▸ Activity
Answer these questions from the blog post below.
(a) What reason do the teachers give for monitoring the students' blogs?
(b) Which dish did the writer begin to miss while in New Zealand?
(c) What past event is named as the excuse for arresting men who blogged racist comments?

____ Passage to read

The Principle, whom I hadn’t seen for weeks, suddenly appears in front of us to threaten us. Should we even think about complaining about a teacher on our blogs, we shall be expelled *dang dang dang*
They insist that they’re monitoring our blogs for the sake of safety and curb us from breaking the law, such as making racist comments. That sounds like a rather meek excuse to me. Nah, they’re monitoring our blogs to curb us from tarnishing their reputation. Teachers don’t like to be proven wrong, but when they are, they kinda know it, but to cloud their shame, they punish the student instead.
Well, reasons actually exist as to why students would even complain/curse about you in the first place. We don’t pick any random thing to yak about. We’re mostly [I'm assuming] capable of hating someone with sufficient reasons.
I’m sure teachers complain about their students too, but verbally between each other instead of online. They’d rather have us complaining about them behind their backs than to have our complaints projected, I mean, shouldn’t they be worrying about WHY the students are angry in the first place, instead of fretting on how to stop us?
The best way to stop us from defaming you is to actually acknowledge your flaws and correct them.
Sure, the student may be at fault as well, but how on Earth did you handle the situation to result in hatred?
It’s just wrong wrong wrong wrong, all over. Monitoring our blogs. I wouldn’t be surprised if Singapore eventually evolves into some Big Brother or utopian sort of society. Signs are showing now, our personal lives are slowly being invaded and watched, and they’re always attempting to instill particular mindsets into us. “Don’t even THINK about…” the teachers and Principle say. They’re becoming the Thought Police, hey, like George Orwell’s 1984!
Just the other day, during assembly, they invited some performers to showcase they’re love for Singapore, most likely in attempt to shake us out of hatred for Singapore which some of us may feel and <3 Singapore instead. Singapore does not have any sort of stable identity, thus they decided that THAT exactly should be our identity. It’s like having your motto as, “I wish I had a motto.”
Basically, they told me to love Singapore. Why? Well, because of all the meepok, East Coast Park, clean and green environment and all the CHAR KWAY TEOW! The way they assume that such shallow and superficial reasons would sway my decision as to love or hate Singapore really disgusts and horrifies me.
If some kid walks up to me one day and tells me that the reason behind his love for Singapore is the damn meepok, I think Singapore will really be spiritually doomed, or maybe doomed to drown in a black hole of stupidity, but by then, Singapore’s economy will probably be bringing in the riches.
Our society increasingly thrives on stupidity after all, following whatever we’re told.
So it won’t matter if the whole of Singapore is merely doing the work because of the meepok, as long as our society’s thriving, who gives a shit right?
Sure, when we were in New Zealand and stuffing our faces with sandwiches and burgers all week, we began to miss Char Kway Teow a lot.
But should that be the reason why I love Singapore? I’m only missing the Char Kway Teow after all. If I could get Char Kway Teow in New Zealand, I wouldn’t have mind living there forever. Good lord.
I’d rather live in somewhere where it’s dirty, deprived from Char Kway Teow and East Coast Park but isn’t leaning towards Socialism and isn’t on the verge of evolving into some utopian society. Let’s all migrate to New Zealand [it's pretty clean over there too!]
Argh I’m digressing.
Back to teachers.
They’re doing all this crap to protect us from the law, or so they claim.
Can’t they realise that with every step taken forward economically, we’re stepping one step backwards spiritually?
We just have to stop being so damn anal. Their excuse of arresting those men for blogging racist comments is the 1964 racial riots. This is 2006, and I’m sure with all the racial harmony themes they throw at us for the past 41 years, we’re not going to reanact another riot. But fine, whatever.
Only fools will follow the herd and allow an impersonal entity to dictate to them.
So my complaints about teachers will not stop. Losers.
I guess it’s not mystery as to why Singapore is placed only one rank below the Middle East for freedom of speech.

________
____ Data for review

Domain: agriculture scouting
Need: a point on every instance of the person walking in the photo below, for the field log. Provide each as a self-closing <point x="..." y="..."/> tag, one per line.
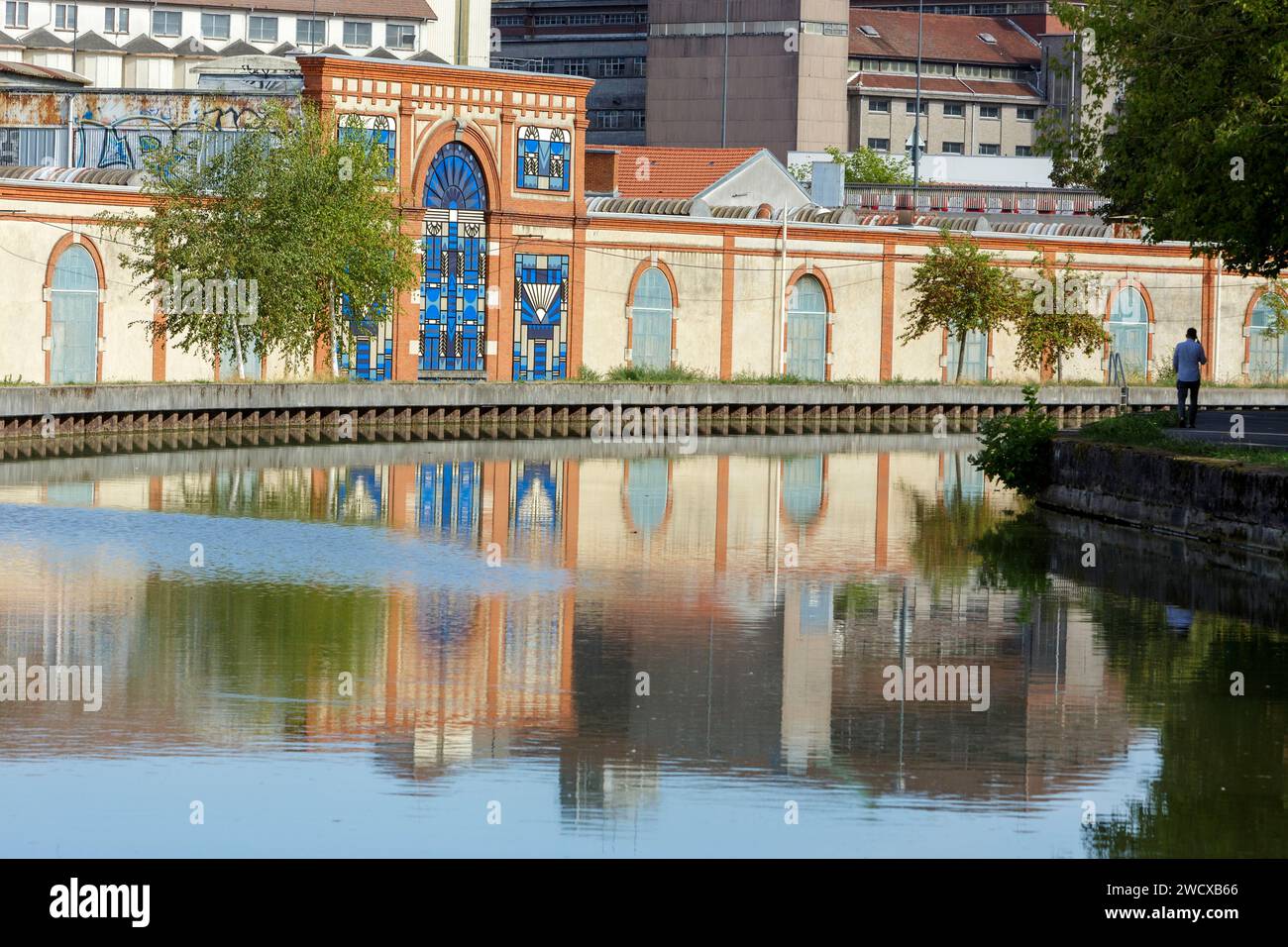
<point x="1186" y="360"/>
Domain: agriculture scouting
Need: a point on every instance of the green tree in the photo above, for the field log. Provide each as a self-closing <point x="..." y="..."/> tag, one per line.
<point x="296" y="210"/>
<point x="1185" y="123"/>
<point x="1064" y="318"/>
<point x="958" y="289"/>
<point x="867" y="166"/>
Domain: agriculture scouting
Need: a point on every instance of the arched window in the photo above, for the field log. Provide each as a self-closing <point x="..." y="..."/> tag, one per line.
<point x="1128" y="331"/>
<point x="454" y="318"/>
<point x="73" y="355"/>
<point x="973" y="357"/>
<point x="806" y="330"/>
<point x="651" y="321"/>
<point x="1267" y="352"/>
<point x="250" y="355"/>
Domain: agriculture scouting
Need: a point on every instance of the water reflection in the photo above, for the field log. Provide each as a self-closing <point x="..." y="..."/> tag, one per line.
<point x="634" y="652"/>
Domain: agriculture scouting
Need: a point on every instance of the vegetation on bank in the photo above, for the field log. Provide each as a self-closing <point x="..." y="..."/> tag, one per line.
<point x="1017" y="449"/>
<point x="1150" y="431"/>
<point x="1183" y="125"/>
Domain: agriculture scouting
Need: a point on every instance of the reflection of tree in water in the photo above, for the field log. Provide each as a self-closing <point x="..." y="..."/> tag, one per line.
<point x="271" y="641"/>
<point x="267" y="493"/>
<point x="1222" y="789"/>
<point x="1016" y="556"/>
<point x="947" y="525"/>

________

▸ Response area
(a) They say it is for the sake of safety and to keep students from breaking the law, such as by making racist comments.
(b) Char Kway Teow.
(c) The 1964 racial riots.